▶ _Source_:
───

The program was developed as a direct response to the concerns of a group of small growers. In 2010, representatives of the group approached the USDA, requesting the development of a food safety certification program that would give growers of their size access to larger markets. “It was important for AMS to help create opportunities for small- and mid-sized farmers,” says Reyna. “GroupGAP will provide those opportunities for growers, and for the industry to supply and buy GAP-certified produce that follows the recommended [FDA] food safety practices.”
John Fisk, director of the Wallace Center, says by email, “The importance [of developing a program like GroupGAP] was particularly clear with respect to growing interest and demand for local and regionally sourced foods, much of which was coming from small- and mid-size farms.”
In the six years between the conception of GroupGAP and its implementation, a pilot program was administered. “The three-year GroupGAP pilot program included 22 projects that helped smaller growers and cooperatives meet retailers’ on-farm food safety requirements by working collaboratively to obtain group GAP certification,” says Reyna.
The pilot participants were located in eight states: California, Iowa, Michigan, Missouri, Montana, North Carolina, Pennsylvania, and Wisconsin.
The Agriculture & Land-Based Training Association (ALBA), a Salinas, Calif.-based non-profit farm education and business incubator program, has been a pilot participant since 2014.
ALBA offers a five-year business incubator program in which students who have completed a 10-month long organic crop production course can rent land from ALBA in order to launch a small business. For GroupGAP, farmers in the first and second years of the incubator program, who manage less than two acres of land, are audited as one group.
Prior to ALBA’s participation in GroupGAP, these farmers were internally audited, but not certified. “We were at this issue where third-party food safety certification is very cost-prohibitive for a beginning farmer who is working a quarter to an acre, or even under two acres,” says Kaley Grimland, ALBA’s business enterprise development specialist. “[GroupGAP] allowed us to cost effectively get our farmers in the first years food safety certified, and therefore be able to sell to all of our clients.”

───

▶ _Entries_:
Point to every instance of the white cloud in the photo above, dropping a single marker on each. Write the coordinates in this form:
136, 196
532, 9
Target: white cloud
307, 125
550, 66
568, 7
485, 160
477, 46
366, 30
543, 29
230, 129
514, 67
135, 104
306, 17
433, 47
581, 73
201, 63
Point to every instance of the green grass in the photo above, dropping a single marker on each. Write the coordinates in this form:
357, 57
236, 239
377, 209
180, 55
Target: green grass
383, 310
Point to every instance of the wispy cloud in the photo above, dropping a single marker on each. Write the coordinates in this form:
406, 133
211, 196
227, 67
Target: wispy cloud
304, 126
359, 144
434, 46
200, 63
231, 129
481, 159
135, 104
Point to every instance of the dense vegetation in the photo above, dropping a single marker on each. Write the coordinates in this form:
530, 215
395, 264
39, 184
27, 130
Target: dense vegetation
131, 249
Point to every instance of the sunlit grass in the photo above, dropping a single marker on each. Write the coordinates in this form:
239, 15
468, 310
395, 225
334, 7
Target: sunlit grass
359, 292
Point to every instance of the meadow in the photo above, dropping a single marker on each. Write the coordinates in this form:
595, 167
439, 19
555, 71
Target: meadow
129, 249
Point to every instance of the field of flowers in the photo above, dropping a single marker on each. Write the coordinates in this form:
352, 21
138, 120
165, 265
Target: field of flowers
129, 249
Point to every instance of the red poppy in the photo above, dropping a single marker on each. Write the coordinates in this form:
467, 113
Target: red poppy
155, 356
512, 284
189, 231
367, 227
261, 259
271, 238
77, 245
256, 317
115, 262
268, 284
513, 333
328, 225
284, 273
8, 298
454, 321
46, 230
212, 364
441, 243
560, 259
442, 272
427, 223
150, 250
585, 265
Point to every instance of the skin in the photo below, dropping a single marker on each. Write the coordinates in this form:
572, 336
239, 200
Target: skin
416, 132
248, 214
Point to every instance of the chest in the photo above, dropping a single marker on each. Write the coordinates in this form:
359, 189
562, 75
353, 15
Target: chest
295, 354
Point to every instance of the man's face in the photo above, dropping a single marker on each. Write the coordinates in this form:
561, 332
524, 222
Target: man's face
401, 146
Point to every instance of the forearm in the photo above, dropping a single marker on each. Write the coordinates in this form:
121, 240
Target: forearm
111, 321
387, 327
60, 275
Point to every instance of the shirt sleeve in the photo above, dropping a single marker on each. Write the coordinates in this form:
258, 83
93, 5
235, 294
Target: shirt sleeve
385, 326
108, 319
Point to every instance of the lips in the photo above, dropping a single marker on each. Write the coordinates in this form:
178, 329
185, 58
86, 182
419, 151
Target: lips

───

▶ _Goals_:
A. In the GroupGAP text, how many projects did the three-year pilot program include?
B. Write the next part of the GroupGAP text, picking up after its final paragraph.
You won't need the records for this.

▶ _Outputs for the tasks_:
A. It included 22 projects.

B.
Although small- and mid-sized farmers were the target beneficiaries of GroupGAP, the program is open to farmers, food hubs, grower cooperatives, etc. of all sizes. “While we focused our efforts during the pilot phase of the program on smaller producers, the GroupGAP concept is applicable to all growers,” Reyna says.
Whether small-, mid-sized, or larger, “Any grower certified under GroupGAP must agree to follow all of the procedures dictated by the Group’s Quality Management System, maintained by the group’s ‘central entity,’” says Fisk. “A central entity might be a food hub, co-op, or other responsible organization.”
The GroupGAP application fee has not yet been finalized; however, the audits will cost $92 per hour, in compliance with the Specialty Crops Inspection Division’s audit rate as published in the Federal Register. “The audit charges will include the time it takes to review and approve an application, and conduct the on-farm verification audits as well as the Quality Management System audit of the group,” says Reyna. “The overall cost will depend on the number of farms involved and the how long it takes to perform the system review and audits.”